- _GIVEN TASK_
Reproduce exactly the lines from the one containing "Where can the glass candle" through the last line of the data, both ends included.

- _INPUT ROWS_
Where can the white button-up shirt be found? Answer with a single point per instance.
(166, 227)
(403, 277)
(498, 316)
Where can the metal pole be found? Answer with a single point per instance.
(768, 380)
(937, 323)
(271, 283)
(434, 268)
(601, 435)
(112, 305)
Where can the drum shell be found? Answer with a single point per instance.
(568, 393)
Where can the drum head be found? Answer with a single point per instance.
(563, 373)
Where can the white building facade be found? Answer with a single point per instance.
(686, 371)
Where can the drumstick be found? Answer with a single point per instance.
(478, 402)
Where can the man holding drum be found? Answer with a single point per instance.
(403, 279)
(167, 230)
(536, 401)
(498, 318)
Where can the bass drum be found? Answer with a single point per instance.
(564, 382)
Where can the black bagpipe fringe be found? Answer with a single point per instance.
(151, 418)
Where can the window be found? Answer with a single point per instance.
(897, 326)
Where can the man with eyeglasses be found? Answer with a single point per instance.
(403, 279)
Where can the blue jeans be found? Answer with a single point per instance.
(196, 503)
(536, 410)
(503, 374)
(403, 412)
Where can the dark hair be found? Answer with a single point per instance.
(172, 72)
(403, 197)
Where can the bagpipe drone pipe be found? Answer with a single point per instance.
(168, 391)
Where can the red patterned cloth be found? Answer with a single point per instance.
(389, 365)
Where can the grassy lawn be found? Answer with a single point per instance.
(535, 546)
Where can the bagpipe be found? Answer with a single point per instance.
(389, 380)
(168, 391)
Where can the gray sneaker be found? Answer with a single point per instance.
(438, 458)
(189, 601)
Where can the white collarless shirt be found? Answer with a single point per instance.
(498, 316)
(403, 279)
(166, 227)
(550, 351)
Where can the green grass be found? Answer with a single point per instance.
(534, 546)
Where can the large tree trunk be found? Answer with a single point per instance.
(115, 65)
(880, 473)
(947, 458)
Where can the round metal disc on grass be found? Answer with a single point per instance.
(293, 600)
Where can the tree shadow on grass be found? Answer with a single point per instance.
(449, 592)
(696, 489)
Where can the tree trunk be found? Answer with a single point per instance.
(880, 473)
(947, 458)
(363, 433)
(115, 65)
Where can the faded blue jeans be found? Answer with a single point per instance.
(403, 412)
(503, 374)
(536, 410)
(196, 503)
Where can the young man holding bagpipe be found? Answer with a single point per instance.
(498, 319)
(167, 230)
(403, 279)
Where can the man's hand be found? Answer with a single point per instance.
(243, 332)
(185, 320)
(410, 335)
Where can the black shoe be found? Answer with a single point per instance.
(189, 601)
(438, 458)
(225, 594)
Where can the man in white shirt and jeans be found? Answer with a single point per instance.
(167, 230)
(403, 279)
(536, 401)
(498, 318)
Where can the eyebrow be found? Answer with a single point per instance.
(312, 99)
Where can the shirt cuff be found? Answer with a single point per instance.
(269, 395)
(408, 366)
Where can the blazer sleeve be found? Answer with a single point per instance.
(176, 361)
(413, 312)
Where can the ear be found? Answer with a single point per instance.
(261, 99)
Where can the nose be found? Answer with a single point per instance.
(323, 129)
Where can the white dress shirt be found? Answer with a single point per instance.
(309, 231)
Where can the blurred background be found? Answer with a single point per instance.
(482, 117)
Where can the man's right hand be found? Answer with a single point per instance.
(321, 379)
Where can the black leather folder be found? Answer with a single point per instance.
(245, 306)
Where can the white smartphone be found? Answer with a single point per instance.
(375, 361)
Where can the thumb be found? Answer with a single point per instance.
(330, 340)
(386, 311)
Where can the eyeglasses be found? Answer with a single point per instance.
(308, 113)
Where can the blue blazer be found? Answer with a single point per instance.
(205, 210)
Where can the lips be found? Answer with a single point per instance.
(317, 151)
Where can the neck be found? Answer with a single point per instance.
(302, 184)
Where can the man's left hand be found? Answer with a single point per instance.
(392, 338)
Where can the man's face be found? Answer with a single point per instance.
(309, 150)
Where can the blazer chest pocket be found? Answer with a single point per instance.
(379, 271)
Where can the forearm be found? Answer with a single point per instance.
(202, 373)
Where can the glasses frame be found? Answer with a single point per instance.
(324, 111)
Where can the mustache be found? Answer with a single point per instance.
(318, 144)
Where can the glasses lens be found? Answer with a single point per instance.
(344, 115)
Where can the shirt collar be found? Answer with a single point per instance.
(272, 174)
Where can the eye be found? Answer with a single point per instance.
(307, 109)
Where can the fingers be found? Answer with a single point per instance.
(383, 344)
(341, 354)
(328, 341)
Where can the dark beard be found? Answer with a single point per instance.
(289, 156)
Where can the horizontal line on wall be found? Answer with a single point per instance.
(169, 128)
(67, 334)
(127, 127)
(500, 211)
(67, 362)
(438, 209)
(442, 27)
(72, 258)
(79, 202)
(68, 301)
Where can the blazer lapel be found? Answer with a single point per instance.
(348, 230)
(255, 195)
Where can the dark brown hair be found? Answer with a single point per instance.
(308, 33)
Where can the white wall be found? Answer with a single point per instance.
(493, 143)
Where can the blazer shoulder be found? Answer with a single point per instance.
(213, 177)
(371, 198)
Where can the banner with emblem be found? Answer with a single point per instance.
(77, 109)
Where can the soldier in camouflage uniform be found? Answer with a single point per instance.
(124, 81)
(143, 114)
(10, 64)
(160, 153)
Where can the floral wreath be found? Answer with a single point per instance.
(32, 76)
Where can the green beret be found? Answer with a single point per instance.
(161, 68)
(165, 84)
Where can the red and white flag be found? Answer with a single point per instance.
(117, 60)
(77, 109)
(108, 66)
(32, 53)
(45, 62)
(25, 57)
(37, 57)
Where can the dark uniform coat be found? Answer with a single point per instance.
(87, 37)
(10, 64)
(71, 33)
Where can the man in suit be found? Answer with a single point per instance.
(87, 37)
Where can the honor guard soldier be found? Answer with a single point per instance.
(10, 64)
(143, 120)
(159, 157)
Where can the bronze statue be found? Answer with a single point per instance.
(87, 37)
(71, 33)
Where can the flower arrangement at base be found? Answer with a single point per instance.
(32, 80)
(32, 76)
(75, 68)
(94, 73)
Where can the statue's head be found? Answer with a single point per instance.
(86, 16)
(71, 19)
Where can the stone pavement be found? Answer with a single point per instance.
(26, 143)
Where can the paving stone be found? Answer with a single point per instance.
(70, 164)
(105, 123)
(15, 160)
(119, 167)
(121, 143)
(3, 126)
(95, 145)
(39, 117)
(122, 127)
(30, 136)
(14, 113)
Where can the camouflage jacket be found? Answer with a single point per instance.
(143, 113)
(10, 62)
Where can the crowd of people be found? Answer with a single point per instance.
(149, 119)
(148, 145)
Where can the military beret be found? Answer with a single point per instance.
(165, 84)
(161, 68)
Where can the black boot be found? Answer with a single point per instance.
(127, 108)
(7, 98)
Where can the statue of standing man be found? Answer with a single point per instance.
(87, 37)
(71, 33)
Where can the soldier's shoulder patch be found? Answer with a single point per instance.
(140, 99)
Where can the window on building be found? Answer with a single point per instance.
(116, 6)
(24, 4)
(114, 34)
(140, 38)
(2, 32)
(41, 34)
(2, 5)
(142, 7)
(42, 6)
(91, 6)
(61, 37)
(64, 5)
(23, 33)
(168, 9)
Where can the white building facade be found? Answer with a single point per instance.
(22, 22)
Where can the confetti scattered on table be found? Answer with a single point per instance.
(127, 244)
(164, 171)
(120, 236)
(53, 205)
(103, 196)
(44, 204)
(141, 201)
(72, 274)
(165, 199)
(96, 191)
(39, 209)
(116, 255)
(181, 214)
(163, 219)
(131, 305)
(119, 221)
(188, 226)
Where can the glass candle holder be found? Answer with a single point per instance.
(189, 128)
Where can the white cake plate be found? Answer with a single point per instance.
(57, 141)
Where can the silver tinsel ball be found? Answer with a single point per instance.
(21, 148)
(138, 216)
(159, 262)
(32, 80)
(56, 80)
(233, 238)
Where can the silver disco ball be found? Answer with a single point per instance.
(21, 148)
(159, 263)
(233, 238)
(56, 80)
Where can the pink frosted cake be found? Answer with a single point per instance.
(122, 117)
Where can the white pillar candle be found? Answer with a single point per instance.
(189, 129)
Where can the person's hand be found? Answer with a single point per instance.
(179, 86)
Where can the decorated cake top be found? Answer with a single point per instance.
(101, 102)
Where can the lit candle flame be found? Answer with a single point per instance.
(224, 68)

- _COMPLETE OUTPUT_
Where can the glass candle holder be found? Answer with a single point per instance.
(189, 128)
Where can the white cake plate be found? Answer with a single point per instance.
(57, 141)
Where can the silver tinsel ball be found? Answer with a single point per instance.
(21, 148)
(138, 216)
(159, 262)
(32, 80)
(56, 80)
(233, 238)
Where can the silver disco ball be found? Answer with a single point per instance.
(21, 148)
(159, 263)
(233, 238)
(56, 80)
Where can the pink frosted cake be found? Answer with a single point per instance.
(122, 117)
Where can the white pillar candle be found? Answer with a single point per instance.
(189, 129)
Where can the person's hand be found? Answer with a single point per instance.
(179, 86)
Where can the decorated cake top be found? Answer with a single point per instance.
(101, 102)
Where can the lit candle flame be found? Answer with a single point per instance.
(224, 68)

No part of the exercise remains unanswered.